→ **The task**:
Answer these questions about the forum thread on wiping the dalvik cache:
(a) What reason does the thread give for wiping the dalvik cache?
(b) How often do some people say they wipe their dalvik cache?
(c) According to klinster's reply, what will leave you fine?

The reason to wipe dalvik cache is because of the conflicts in the new code that is found from ROM version to ROM version.


----------



## pchoi94 (Sep 19, 2011)

klinster said:


> The reason to wipe dalvik cache is because of the conflicts in the new code that is found from ROM version to ROM version.


Thanks, so I take it that means that wiping dalvik cache is a one-time operation whenever you flash a new ROM and you shouldn't have to do it again until you flash another ROM. However, I see on forums all the time people suggesting or talking about wiping their dalvik cache every time they have an issue, or as a first resort for troubleshooting. Some people even say they wipe their dalvik cache on a daily or weekly basis. Should I be ignoring that advice as long as I do a wipe between flashing ROMs?

Thanks!


----------



## klinster (Jun 28, 2011)

pchoi94 said:


> Thanks, so I take it that means that wiping dalvik cache is a one-time operation whenever you flash a new ROM and you shouldn't have to do it again until you flash another ROM. However, I see on forums all the time people suggesting or talking about wiping their dalvik cache every time they have an issue, or as a first resort for troubleshooting. Some people even say they wipe their dalvik cache on a daily or weekly basis. Should I be ignoring that advice as long as I do a wipe between flashing ROMs?
> 
> Thanks!


Yes in theory that's how it works but something can go wrong - the features of some ROMs might be hacks and sometimes they b0rk - so a wipe of the Dalvik Cache can sometimes fix this.

If you do a complete wipe between flashing ROMs you'll be fine.


----------

→ **Information shown**:
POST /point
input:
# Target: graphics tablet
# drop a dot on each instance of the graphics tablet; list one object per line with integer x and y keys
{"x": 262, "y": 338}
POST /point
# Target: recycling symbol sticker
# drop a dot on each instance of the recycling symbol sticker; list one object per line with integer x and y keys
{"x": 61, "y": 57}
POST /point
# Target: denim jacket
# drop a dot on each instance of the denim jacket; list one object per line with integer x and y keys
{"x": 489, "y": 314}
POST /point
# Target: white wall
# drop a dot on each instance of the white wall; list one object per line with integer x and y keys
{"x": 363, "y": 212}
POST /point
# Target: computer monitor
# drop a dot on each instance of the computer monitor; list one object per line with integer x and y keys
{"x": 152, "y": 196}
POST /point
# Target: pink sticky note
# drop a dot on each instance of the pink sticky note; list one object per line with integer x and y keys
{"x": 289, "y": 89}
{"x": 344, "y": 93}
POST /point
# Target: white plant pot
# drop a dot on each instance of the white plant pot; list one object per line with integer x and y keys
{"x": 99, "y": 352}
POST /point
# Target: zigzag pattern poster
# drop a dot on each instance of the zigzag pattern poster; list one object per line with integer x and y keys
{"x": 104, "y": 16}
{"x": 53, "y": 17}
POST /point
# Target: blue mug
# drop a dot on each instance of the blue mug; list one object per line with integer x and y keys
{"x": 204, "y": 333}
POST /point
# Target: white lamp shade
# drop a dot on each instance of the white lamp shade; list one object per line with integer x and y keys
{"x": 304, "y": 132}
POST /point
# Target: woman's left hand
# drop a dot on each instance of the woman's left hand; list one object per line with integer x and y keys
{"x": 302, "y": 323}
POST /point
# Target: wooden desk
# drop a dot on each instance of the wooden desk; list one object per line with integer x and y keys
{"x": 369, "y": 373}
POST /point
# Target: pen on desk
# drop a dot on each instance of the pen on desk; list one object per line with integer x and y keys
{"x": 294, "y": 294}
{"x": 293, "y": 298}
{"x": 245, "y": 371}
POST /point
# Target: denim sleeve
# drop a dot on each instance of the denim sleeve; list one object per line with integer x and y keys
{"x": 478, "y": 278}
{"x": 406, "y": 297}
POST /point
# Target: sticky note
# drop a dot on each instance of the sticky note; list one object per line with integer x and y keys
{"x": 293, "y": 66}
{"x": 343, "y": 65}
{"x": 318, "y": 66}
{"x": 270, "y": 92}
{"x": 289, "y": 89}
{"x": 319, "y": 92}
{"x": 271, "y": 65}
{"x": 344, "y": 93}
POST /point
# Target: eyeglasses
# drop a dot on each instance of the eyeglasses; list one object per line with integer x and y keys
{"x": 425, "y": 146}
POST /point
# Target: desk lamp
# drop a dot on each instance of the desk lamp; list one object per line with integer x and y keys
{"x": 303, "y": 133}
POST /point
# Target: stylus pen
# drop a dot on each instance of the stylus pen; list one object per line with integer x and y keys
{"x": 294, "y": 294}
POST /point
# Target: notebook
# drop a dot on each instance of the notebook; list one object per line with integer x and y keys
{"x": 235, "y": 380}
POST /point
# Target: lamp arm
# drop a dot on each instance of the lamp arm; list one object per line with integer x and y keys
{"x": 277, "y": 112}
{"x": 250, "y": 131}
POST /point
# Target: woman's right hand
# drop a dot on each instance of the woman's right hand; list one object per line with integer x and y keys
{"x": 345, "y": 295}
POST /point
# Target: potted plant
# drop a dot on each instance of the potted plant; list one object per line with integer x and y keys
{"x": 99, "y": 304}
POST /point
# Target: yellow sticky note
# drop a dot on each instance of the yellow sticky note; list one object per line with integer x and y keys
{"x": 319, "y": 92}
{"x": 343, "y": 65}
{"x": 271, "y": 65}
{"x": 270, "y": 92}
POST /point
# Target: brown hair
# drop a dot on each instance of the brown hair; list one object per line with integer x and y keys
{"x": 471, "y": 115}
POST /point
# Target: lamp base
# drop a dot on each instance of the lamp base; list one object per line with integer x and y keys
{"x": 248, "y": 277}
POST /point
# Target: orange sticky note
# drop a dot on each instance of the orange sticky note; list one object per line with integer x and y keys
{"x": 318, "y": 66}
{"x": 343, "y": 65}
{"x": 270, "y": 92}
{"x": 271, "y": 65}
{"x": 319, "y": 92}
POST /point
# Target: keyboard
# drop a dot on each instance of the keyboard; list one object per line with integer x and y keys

→ **Answer in full**:
(a) Conflicts in the new code that is found from ROM version to ROM version.
(b) On a daily or weekly basis.
(c) Doing a complete wipe between flashing ROMs.